Task description:
Copy out the items from the beginning of the records through the line containing "[0,282,800,533]", changing "windshield" to "windscreen" and leaving everything else as it is.
== Excerpted data ==
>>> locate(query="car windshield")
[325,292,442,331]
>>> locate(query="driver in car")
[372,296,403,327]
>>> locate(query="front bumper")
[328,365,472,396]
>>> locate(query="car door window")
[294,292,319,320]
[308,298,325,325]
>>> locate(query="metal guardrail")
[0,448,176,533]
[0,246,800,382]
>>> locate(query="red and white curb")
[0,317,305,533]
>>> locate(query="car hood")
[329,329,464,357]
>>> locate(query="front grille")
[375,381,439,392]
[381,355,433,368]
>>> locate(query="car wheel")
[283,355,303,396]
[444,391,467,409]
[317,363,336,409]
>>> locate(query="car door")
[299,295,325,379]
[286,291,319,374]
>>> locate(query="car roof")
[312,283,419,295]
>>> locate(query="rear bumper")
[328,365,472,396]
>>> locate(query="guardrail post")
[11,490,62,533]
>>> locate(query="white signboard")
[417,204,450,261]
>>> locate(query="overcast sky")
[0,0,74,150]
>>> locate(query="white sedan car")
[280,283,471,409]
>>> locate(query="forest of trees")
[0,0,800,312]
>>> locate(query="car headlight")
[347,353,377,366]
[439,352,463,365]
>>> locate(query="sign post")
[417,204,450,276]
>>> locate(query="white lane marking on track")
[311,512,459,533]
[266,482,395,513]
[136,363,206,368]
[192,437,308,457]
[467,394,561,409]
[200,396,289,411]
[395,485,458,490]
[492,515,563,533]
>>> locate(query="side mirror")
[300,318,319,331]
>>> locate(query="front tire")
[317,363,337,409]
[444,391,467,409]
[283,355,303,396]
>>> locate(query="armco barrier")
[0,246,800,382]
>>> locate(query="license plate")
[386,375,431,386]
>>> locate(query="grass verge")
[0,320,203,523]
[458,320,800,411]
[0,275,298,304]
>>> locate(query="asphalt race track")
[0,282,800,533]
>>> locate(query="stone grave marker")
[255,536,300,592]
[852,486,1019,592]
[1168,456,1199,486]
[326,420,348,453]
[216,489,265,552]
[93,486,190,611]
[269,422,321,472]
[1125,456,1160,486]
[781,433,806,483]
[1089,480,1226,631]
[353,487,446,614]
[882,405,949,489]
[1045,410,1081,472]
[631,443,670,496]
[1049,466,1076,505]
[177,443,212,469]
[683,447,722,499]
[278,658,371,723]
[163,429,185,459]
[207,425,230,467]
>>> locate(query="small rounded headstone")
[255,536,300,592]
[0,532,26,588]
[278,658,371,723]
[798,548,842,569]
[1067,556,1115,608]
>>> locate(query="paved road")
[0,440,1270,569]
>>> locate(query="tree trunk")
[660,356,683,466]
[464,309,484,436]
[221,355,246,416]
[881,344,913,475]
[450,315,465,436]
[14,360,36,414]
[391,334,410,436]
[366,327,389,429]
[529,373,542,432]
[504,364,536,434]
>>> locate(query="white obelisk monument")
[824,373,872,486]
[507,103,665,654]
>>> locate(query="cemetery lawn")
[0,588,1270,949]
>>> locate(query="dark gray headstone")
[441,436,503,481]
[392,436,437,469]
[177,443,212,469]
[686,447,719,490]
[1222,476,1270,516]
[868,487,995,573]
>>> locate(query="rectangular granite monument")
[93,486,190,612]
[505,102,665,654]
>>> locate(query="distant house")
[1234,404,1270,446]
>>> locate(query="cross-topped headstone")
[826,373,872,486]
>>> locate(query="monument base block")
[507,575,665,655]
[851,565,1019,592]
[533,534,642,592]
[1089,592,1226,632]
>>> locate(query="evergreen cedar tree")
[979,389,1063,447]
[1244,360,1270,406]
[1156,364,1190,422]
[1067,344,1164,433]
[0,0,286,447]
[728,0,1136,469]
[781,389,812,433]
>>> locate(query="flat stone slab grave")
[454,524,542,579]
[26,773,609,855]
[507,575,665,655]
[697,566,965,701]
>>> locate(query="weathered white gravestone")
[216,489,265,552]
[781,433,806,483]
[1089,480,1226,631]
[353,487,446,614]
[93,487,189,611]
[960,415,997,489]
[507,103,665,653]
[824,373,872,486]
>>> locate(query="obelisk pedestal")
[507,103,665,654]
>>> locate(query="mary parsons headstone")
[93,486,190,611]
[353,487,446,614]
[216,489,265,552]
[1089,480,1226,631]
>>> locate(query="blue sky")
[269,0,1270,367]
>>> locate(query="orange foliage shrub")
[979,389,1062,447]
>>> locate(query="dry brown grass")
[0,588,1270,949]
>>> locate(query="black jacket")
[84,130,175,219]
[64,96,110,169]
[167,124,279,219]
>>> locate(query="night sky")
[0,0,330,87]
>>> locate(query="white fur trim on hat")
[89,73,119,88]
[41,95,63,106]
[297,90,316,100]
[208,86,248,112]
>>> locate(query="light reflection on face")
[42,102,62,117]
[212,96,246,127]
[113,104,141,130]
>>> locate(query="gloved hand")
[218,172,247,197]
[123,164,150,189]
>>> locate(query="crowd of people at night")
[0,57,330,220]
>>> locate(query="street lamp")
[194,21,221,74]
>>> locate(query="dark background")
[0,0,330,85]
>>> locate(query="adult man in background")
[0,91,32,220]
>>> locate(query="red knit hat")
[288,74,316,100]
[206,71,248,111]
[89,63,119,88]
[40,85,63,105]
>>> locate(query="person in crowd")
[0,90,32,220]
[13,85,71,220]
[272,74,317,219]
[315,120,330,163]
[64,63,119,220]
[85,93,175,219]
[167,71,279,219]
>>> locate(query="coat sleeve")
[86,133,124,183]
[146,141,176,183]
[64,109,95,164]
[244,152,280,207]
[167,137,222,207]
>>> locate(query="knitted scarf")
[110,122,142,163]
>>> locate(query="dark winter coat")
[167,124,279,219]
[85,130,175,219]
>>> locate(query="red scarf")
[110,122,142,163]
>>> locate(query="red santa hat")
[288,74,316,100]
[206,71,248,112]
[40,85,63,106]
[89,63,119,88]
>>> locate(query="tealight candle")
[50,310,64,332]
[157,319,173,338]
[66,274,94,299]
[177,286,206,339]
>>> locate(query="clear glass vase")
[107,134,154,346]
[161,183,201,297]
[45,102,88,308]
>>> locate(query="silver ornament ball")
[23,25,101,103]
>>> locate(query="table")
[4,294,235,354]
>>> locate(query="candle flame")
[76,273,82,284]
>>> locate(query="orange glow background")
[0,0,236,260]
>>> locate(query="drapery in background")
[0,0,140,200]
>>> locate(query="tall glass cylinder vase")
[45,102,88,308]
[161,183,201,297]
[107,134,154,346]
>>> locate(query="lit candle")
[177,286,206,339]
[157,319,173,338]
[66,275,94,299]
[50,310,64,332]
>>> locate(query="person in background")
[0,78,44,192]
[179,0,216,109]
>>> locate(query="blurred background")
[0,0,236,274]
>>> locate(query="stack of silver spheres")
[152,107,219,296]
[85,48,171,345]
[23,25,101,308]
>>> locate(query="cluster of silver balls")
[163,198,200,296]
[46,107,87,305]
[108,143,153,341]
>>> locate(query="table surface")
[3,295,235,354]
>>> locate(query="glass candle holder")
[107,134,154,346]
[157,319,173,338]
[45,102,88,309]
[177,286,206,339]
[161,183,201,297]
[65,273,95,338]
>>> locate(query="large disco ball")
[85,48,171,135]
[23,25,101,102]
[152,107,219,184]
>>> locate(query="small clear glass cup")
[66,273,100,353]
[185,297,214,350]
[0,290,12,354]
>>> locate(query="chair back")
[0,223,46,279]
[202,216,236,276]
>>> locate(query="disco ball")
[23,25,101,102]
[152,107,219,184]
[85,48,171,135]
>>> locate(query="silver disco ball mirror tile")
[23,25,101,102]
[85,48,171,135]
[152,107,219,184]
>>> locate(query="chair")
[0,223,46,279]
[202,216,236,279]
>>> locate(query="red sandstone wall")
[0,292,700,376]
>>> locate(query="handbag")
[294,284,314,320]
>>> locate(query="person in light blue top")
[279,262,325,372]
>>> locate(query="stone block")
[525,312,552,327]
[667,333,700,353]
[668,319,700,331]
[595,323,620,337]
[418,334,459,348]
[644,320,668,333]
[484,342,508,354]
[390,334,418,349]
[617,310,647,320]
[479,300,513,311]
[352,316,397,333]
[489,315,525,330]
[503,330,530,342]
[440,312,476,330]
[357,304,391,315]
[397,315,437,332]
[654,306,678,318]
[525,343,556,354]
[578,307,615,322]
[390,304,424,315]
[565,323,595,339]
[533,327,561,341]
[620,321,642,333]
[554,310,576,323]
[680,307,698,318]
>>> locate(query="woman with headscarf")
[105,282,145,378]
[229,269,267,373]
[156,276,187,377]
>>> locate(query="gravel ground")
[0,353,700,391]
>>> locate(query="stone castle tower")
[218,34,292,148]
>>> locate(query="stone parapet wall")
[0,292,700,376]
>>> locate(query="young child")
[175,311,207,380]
===
Reply to the task:
>>> locate(query="car windscreen")
[325,292,442,331]
>>> locate(query="driver in car")
[372,296,403,327]
>>> locate(query="front bumper")
[328,365,472,396]
>>> locate(query="car door window")
[294,292,319,320]
[308,298,325,325]
>>> locate(query="metal guardrail")
[0,448,176,533]
[0,246,800,382]
>>> locate(query="red and white curb")
[0,317,305,533]
>>> locate(query="car hood")
[329,329,464,357]
>>> locate(query="front grille")
[375,381,439,392]
[381,355,433,368]
>>> locate(query="car wheel")
[283,355,303,396]
[444,391,467,409]
[317,363,336,409]
>>> locate(query="car door")
[299,295,325,379]
[286,291,319,374]
>>> locate(query="car roof")
[312,283,419,295]
>>> locate(query="rear bumper")
[328,365,472,396]
>>> locate(query="guardrail post")
[11,490,62,533]
>>> locate(query="white signboard")
[417,204,450,261]
>>> locate(query="overcast sky")
[0,0,74,150]
>>> locate(query="white sedan car")
[280,283,471,409]
>>> locate(query="forest of trees")
[0,0,800,312]
>>> locate(query="car headlight")
[347,353,377,366]
[439,352,463,365]
>>> locate(query="sign post")
[417,204,450,276]
>>> locate(query="white lane marking on track")
[311,512,459,533]
[266,482,395,513]
[136,363,206,368]
[192,437,308,457]
[467,394,561,409]
[200,396,289,411]
[395,485,458,490]
[492,515,563,533]
>>> locate(query="side mirror")
[300,318,319,331]
>>> locate(query="front tire")
[317,363,337,409]
[444,391,467,409]
[283,355,303,396]
>>> locate(query="armco barrier")
[0,246,800,382]
>>> locate(query="license plate")
[386,375,431,386]
>>> locate(query="grass verge")
[0,320,203,523]
[458,320,800,411]
[0,275,298,304]
>>> locate(query="asphalt race track")
[0,282,800,533]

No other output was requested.